→ Excerpted records:
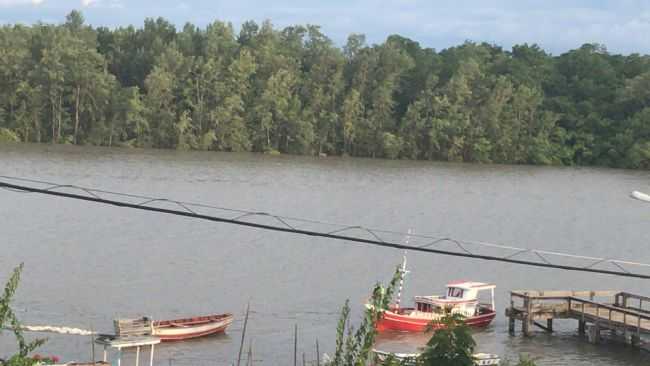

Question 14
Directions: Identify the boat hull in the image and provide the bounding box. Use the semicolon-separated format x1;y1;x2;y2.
373;350;500;365
152;314;233;342
632;190;650;202
376;309;496;332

→ Problem:
Print the lines from the one containing "Directions: Identify the" through the end of the material, word for word, and nothing else.

→ Answer space:
Directions: Identify the boat hull in the image and provide the bounding box. Use the semicolon-separated format x1;y1;x2;y2.
373;350;500;365
152;314;233;342
632;190;650;202
376;309;496;332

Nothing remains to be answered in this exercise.